[Collected data entries]
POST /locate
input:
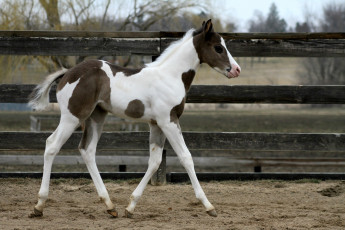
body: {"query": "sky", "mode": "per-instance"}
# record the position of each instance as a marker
(241, 11)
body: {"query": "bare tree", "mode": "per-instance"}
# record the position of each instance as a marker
(146, 13)
(327, 70)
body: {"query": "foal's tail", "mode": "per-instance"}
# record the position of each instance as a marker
(39, 98)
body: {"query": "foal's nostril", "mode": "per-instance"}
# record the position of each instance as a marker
(238, 70)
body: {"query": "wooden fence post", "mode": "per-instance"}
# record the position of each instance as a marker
(159, 178)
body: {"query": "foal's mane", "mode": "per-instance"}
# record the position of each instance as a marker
(171, 49)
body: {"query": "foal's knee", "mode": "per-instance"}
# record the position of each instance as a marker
(155, 163)
(186, 161)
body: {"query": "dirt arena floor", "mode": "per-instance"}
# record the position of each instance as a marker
(73, 204)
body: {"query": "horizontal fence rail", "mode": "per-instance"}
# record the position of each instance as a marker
(153, 43)
(335, 94)
(194, 140)
(174, 161)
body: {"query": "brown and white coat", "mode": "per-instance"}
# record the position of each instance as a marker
(154, 94)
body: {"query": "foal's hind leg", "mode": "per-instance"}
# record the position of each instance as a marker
(68, 124)
(173, 132)
(157, 140)
(87, 148)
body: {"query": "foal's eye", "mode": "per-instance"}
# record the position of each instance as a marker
(218, 49)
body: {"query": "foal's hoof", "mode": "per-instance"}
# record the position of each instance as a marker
(113, 212)
(36, 213)
(212, 213)
(128, 214)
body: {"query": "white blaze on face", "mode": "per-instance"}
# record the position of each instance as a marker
(235, 67)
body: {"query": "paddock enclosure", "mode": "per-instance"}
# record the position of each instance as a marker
(308, 204)
(252, 146)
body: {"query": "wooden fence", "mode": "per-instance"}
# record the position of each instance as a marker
(152, 44)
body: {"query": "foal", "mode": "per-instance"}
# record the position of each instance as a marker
(155, 94)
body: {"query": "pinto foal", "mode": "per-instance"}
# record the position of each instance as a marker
(155, 94)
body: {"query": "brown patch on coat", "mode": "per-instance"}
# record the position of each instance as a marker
(205, 40)
(76, 72)
(92, 88)
(176, 111)
(135, 109)
(127, 71)
(187, 78)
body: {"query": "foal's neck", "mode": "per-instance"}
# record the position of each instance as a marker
(180, 60)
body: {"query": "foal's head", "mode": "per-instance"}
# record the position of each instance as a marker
(212, 50)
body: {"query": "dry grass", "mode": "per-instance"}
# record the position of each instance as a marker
(274, 71)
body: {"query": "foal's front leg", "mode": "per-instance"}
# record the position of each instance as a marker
(157, 140)
(173, 132)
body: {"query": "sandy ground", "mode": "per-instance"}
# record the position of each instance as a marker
(73, 204)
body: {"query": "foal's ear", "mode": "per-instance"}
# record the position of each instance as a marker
(208, 27)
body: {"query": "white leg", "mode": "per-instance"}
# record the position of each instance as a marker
(173, 132)
(157, 140)
(87, 148)
(68, 124)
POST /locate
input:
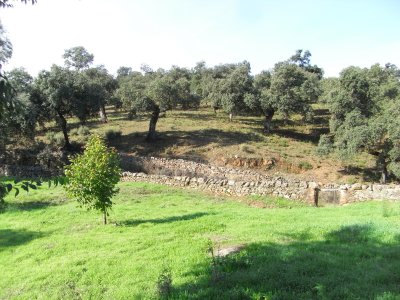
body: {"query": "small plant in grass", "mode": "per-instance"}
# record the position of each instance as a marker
(93, 175)
(215, 263)
(305, 165)
(164, 283)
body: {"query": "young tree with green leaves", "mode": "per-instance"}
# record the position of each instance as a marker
(93, 175)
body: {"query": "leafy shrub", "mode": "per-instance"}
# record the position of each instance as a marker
(56, 139)
(112, 134)
(325, 145)
(246, 148)
(305, 165)
(73, 131)
(93, 175)
(83, 131)
(164, 283)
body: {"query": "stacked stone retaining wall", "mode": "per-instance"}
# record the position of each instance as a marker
(230, 181)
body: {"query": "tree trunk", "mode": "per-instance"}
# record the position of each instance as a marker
(384, 173)
(63, 124)
(105, 217)
(269, 114)
(102, 113)
(151, 135)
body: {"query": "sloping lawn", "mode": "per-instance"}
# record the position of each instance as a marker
(52, 249)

**Required work**. Reproduce all of the data exactly, omitting each picture it holds.

**Full solution**.
POST /locate
input:
body: {"query": "sky", "mode": "per-instance"}
# record the position of each instance as a marker
(241, 11)
body: {"query": "bare tree", "mode": "per-instance"}
# record the position of each instance as a marker
(146, 13)
(327, 70)
body: {"query": "foal's tail", "mode": "per-instance"}
# record the position of each instance as a marker
(39, 98)
body: {"query": "foal's nostril", "mode": "per-instance"}
# record the position of each instance as a marker
(238, 70)
body: {"query": "wooden fence post", "mode": "per-instance"}
# record the position of each instance as a marker
(159, 178)
body: {"query": "foal's mane", "mode": "per-instance"}
# record the position of each instance as a marker
(171, 49)
body: {"query": "foal's knee", "mode": "per-instance"}
# record the position of each instance as a marker
(155, 163)
(186, 161)
body: {"query": "dirt arena floor", "mode": "per-instance"}
# record the position of each instance as a marker
(73, 204)
body: {"query": "horizontal fence rail", "mode": "per-instance"}
# record the position of each instance as a marker
(153, 43)
(335, 94)
(194, 140)
(174, 161)
body: {"query": "brown and white coat", "mode": "per-instance"}
# record the position of each instance as a marker
(154, 94)
body: {"query": "foal's hind leg", "mode": "per-instance"}
# record the position of each instance as a marker
(68, 124)
(173, 132)
(157, 140)
(87, 148)
body: {"query": "foal's eye", "mode": "per-instance"}
# record the position of each instance as a marker
(218, 49)
body: {"query": "foal's hoof", "mode": "per-instance"}
# record the position of each instance as a marker
(113, 212)
(36, 213)
(212, 213)
(128, 214)
body: {"query": "white blaze on face", "mode": "per-instance"}
# record the position of each instance as a marker
(235, 67)
body: {"query": "paddock enclosure", "mode": "per-instance"}
# record the position of each instance as a marker
(308, 204)
(252, 146)
body: {"query": "wooden fence", "mode": "per-instance"}
# record the position of each instance as a marker
(152, 44)
body: {"query": "foal", "mode": "per-instance"}
# record the position of each instance as a marker
(155, 94)
body: {"query": "pinto foal", "mode": "per-instance"}
# record the position of each instance as a marker
(155, 94)
body: {"query": "brown patch on coat", "mode": "per-instance"}
# record the position of each instance as a marker
(205, 40)
(76, 72)
(92, 88)
(176, 111)
(135, 109)
(127, 71)
(187, 78)
body: {"query": "foal's neck", "mode": "per-instance"}
# record the position of each instance as a marker
(180, 60)
body: {"query": "foal's head", "mode": "per-instance"}
# record the position of each instance as a marker
(212, 50)
body: {"query": "dry grass", "mode": "per-instance"}
# record the position of each instance as a marker
(274, 71)
body: {"query": "foal's front leg", "mode": "per-instance"}
# record the position of each instance as a marker
(157, 140)
(173, 132)
body: {"query": "sandy ground", "mode": "per-instance"}
# record the position of each instance as a marker
(73, 204)
body: {"query": "foal's ear", "mode": "per-instance"}
# record the position of each instance as a marker
(208, 27)
body: {"query": "white leg", "mode": "per-instance"}
# record the position of each instance as a marker
(173, 132)
(157, 140)
(87, 148)
(68, 124)
POST /locate
input:
body: {"query": "small plant in grass", "mode": "per-instance"}
# record the position of each instance as a marker
(93, 175)
(215, 263)
(305, 165)
(164, 283)
body: {"query": "young tree with green leaves", "mode": "per-instance"}
# record the position of each instance as a marker
(93, 175)
body: {"query": "leafy shrub", "mode": "per-instance"}
# record the position of each instance as a marker
(56, 139)
(112, 134)
(325, 145)
(246, 148)
(305, 165)
(73, 131)
(93, 175)
(83, 131)
(164, 283)
body: {"query": "stacked stone retaining wall", "mode": "per-instance"}
# record the position of each instance as a marker
(230, 181)
body: {"query": "tree trunk", "mode": "per-instance"}
# record the position of each instance as a marker
(384, 173)
(63, 124)
(105, 217)
(269, 114)
(102, 113)
(151, 135)
body: {"query": "sloping lawn", "mode": "per-instance"}
# record the position of each instance as a marker
(52, 249)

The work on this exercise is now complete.